DATA IN THIS EXERCISE:
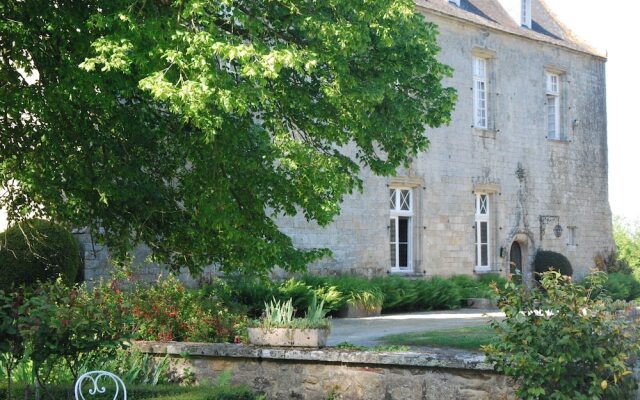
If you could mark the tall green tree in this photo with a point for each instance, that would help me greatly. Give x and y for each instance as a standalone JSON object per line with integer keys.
{"x": 190, "y": 125}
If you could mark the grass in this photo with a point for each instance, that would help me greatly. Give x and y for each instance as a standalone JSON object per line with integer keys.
{"x": 375, "y": 349}
{"x": 146, "y": 392}
{"x": 470, "y": 338}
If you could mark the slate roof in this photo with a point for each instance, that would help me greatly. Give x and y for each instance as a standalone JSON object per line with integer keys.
{"x": 545, "y": 26}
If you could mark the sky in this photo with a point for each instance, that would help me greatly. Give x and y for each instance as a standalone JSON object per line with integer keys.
{"x": 614, "y": 29}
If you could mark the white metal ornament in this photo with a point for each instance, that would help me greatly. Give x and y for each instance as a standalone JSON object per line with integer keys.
{"x": 93, "y": 378}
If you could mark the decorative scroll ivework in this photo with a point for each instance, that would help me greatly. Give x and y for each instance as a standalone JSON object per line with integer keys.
{"x": 95, "y": 381}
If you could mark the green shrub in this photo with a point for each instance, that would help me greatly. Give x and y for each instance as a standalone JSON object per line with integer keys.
{"x": 546, "y": 260}
{"x": 356, "y": 290}
{"x": 627, "y": 238}
{"x": 37, "y": 250}
{"x": 242, "y": 294}
{"x": 485, "y": 280}
{"x": 168, "y": 311}
{"x": 400, "y": 293}
{"x": 621, "y": 286}
{"x": 436, "y": 294}
{"x": 561, "y": 341}
{"x": 298, "y": 292}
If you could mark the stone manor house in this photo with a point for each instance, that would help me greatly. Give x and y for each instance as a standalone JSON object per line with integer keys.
{"x": 522, "y": 166}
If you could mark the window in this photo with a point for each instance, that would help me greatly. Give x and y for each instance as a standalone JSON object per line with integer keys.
{"x": 553, "y": 105}
{"x": 483, "y": 233}
{"x": 572, "y": 236}
{"x": 400, "y": 228}
{"x": 480, "y": 119}
{"x": 525, "y": 13}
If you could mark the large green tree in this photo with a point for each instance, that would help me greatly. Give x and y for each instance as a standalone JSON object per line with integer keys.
{"x": 190, "y": 125}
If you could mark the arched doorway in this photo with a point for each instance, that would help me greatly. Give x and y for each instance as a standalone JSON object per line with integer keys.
{"x": 515, "y": 261}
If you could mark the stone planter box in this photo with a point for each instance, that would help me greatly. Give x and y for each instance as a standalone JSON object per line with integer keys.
{"x": 358, "y": 311}
{"x": 289, "y": 337}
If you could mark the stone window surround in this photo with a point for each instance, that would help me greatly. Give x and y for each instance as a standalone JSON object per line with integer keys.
{"x": 489, "y": 55}
{"x": 561, "y": 135}
{"x": 491, "y": 189}
{"x": 414, "y": 183}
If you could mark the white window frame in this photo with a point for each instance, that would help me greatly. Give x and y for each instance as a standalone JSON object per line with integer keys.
{"x": 480, "y": 93}
{"x": 481, "y": 218}
{"x": 553, "y": 87}
{"x": 395, "y": 214}
{"x": 572, "y": 236}
{"x": 525, "y": 13}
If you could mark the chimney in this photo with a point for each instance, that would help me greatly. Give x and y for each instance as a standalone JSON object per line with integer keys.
{"x": 519, "y": 10}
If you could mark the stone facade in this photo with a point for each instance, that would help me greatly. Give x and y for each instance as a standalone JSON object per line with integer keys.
{"x": 333, "y": 374}
{"x": 544, "y": 192}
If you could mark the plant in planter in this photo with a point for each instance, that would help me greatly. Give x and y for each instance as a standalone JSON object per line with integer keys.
{"x": 278, "y": 327}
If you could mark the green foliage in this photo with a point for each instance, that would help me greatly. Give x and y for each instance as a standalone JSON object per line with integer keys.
{"x": 437, "y": 294}
{"x": 298, "y": 292}
{"x": 627, "y": 238}
{"x": 168, "y": 311}
{"x": 37, "y": 250}
{"x": 400, "y": 293}
{"x": 470, "y": 338}
{"x": 69, "y": 324}
{"x": 279, "y": 314}
{"x": 376, "y": 349}
{"x": 546, "y": 260}
{"x": 621, "y": 286}
{"x": 563, "y": 342}
{"x": 147, "y": 392}
{"x": 191, "y": 125}
{"x": 53, "y": 331}
{"x": 419, "y": 294}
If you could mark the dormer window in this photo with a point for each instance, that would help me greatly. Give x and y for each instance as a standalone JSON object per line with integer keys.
{"x": 525, "y": 13}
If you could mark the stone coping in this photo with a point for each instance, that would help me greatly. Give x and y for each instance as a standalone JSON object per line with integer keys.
{"x": 432, "y": 358}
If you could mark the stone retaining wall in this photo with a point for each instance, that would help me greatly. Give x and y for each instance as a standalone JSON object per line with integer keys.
{"x": 283, "y": 373}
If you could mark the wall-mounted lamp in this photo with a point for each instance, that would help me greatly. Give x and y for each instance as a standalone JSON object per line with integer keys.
{"x": 575, "y": 123}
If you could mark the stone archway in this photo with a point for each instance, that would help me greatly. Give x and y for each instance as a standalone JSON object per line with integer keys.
{"x": 519, "y": 258}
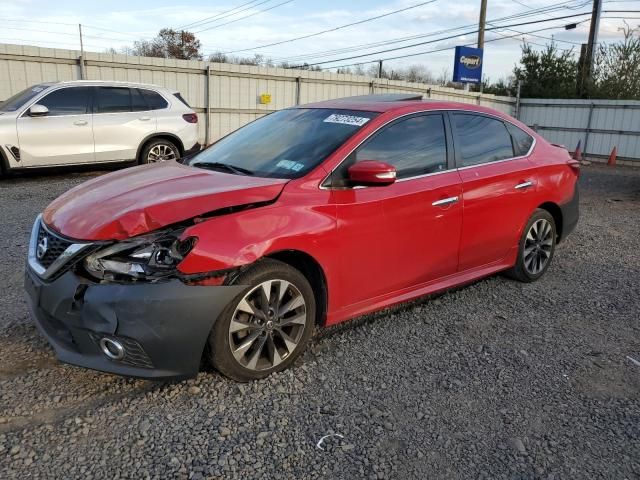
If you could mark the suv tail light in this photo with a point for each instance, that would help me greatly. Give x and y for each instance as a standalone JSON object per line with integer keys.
{"x": 575, "y": 166}
{"x": 190, "y": 117}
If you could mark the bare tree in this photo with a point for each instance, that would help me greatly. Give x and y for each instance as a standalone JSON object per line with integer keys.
{"x": 616, "y": 72}
{"x": 169, "y": 44}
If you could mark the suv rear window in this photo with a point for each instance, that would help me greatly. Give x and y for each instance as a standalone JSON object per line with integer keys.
{"x": 179, "y": 97}
{"x": 154, "y": 100}
{"x": 113, "y": 99}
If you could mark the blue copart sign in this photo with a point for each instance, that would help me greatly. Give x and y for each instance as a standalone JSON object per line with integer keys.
{"x": 467, "y": 67}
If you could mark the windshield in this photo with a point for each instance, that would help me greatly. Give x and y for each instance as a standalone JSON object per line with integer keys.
{"x": 19, "y": 99}
{"x": 284, "y": 144}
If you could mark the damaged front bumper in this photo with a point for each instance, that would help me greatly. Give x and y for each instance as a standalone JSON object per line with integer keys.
{"x": 162, "y": 328}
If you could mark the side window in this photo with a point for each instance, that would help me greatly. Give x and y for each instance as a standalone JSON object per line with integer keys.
{"x": 137, "y": 101}
{"x": 415, "y": 146}
{"x": 522, "y": 141}
{"x": 113, "y": 99}
{"x": 67, "y": 101}
{"x": 154, "y": 100}
{"x": 482, "y": 139}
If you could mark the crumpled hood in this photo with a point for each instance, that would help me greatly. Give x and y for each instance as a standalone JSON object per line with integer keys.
{"x": 138, "y": 200}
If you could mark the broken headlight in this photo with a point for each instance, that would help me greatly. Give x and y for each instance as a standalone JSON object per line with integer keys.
{"x": 147, "y": 257}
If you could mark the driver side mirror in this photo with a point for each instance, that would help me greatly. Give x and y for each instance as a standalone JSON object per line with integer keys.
{"x": 38, "y": 110}
{"x": 372, "y": 173}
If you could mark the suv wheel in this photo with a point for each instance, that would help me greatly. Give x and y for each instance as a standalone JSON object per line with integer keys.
{"x": 265, "y": 328}
{"x": 159, "y": 151}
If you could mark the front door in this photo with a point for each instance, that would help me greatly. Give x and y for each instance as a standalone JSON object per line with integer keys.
{"x": 403, "y": 235}
{"x": 63, "y": 136}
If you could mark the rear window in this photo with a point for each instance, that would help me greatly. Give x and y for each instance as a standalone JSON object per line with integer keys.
{"x": 522, "y": 141}
{"x": 154, "y": 100}
{"x": 113, "y": 100}
{"x": 482, "y": 139}
{"x": 179, "y": 97}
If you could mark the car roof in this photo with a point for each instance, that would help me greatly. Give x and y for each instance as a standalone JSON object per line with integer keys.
{"x": 401, "y": 103}
{"x": 111, "y": 82}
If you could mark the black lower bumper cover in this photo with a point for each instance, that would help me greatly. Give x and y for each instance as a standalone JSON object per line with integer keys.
{"x": 570, "y": 214}
{"x": 163, "y": 326}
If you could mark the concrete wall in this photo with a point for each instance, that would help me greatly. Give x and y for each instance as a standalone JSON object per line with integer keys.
{"x": 228, "y": 93}
{"x": 226, "y": 96}
{"x": 598, "y": 124}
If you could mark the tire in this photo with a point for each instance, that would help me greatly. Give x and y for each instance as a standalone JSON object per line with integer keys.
{"x": 158, "y": 151}
{"x": 537, "y": 246}
{"x": 265, "y": 340}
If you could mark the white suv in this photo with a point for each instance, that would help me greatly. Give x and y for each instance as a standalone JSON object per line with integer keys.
{"x": 85, "y": 122}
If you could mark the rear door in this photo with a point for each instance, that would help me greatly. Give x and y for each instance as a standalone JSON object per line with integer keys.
{"x": 122, "y": 119}
{"x": 403, "y": 235}
{"x": 64, "y": 136}
{"x": 499, "y": 184}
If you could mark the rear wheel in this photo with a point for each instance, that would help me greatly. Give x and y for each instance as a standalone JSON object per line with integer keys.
{"x": 265, "y": 328}
{"x": 159, "y": 151}
{"x": 537, "y": 247}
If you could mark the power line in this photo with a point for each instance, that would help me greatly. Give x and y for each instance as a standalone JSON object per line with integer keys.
{"x": 220, "y": 15}
{"x": 446, "y": 38}
{"x": 246, "y": 16}
{"x": 335, "y": 28}
{"x": 443, "y": 49}
{"x": 326, "y": 53}
{"x": 63, "y": 33}
{"x": 454, "y": 36}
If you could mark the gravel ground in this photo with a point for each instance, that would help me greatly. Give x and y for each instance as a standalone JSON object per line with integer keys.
{"x": 496, "y": 380}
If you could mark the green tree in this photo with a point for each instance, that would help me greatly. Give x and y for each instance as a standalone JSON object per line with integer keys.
{"x": 616, "y": 70}
{"x": 169, "y": 44}
{"x": 549, "y": 73}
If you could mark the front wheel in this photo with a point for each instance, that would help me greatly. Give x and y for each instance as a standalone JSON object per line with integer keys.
{"x": 159, "y": 151}
{"x": 265, "y": 328}
{"x": 537, "y": 247}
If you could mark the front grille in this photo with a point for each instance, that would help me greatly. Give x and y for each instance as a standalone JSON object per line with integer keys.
{"x": 53, "y": 248}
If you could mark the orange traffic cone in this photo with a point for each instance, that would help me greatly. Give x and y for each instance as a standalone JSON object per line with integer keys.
{"x": 577, "y": 155}
{"x": 612, "y": 157}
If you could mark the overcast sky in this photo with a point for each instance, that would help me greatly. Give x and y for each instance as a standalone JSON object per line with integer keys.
{"x": 54, "y": 24}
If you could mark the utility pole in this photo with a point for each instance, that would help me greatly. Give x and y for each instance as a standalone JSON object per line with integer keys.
{"x": 589, "y": 52}
{"x": 82, "y": 72}
{"x": 481, "y": 25}
{"x": 483, "y": 19}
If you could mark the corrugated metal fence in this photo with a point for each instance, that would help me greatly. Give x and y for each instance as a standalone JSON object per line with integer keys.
{"x": 227, "y": 96}
{"x": 598, "y": 125}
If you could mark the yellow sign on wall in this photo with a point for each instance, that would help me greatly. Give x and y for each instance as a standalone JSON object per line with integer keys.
{"x": 265, "y": 98}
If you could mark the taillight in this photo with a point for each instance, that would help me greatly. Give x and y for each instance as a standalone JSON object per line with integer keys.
{"x": 190, "y": 117}
{"x": 575, "y": 166}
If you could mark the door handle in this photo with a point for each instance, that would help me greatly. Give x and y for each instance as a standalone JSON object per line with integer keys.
{"x": 445, "y": 201}
{"x": 522, "y": 185}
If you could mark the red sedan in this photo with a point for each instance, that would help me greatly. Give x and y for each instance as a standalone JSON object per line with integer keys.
{"x": 308, "y": 216}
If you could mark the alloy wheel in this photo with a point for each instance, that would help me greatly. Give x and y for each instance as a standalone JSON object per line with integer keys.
{"x": 267, "y": 325}
{"x": 538, "y": 246}
{"x": 161, "y": 153}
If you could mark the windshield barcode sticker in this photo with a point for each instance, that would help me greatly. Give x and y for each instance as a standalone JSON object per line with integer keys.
{"x": 290, "y": 165}
{"x": 346, "y": 119}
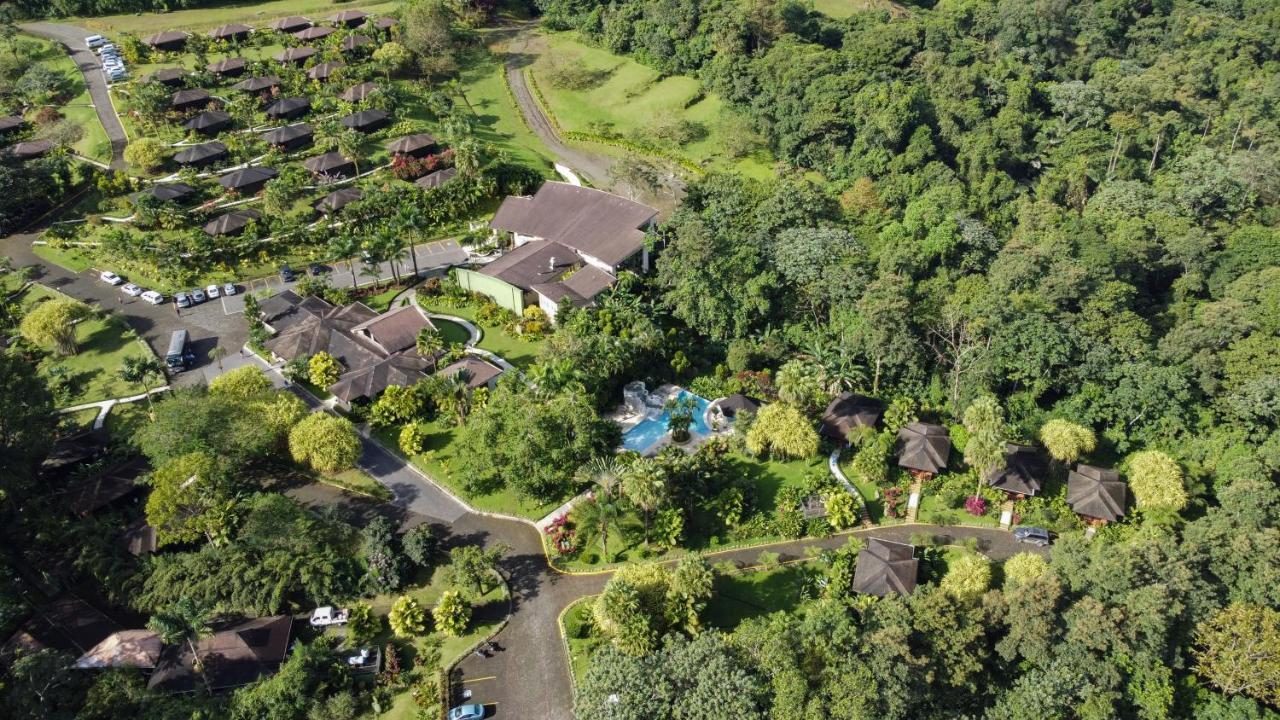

TASK BRIEF: Write out exactly the lines that run from the one containing "If you could mark the taillight" to the last line of the entries above, both ends kept, pictures left out.

RESPONSE FOR THIS EXERCISE:
If you could mark the taillight in this photo with a point for each instance, that would help me greatly. Give x and y for each instance as a standalone JSON object per line with integer keys.
{"x": 190, "y": 117}
{"x": 575, "y": 166}
If you could mark the door handle in this photo with a point for each instance, that would help me greatly. Give x and y for each instance as a standalone JSON object per line with integer keys.
{"x": 445, "y": 201}
{"x": 522, "y": 185}
If you could mark the red sedan in this photo with a point for each instance, that would help me greatly. Give x and y for each instance as a standalone JSON object per line with integer keys.
{"x": 308, "y": 216}
If you could mark the alloy wheel in this photo with a point for each instance, that would help me greatly. Give x and y for each instance as a standalone JSON object per line with integer keys.
{"x": 267, "y": 325}
{"x": 538, "y": 246}
{"x": 161, "y": 153}
If you could mark the windshield barcode sticker in this photo with a point for each instance, that would help me greatly. Give x and y for each instance as a standalone JSON object per line with integer keys.
{"x": 290, "y": 165}
{"x": 346, "y": 119}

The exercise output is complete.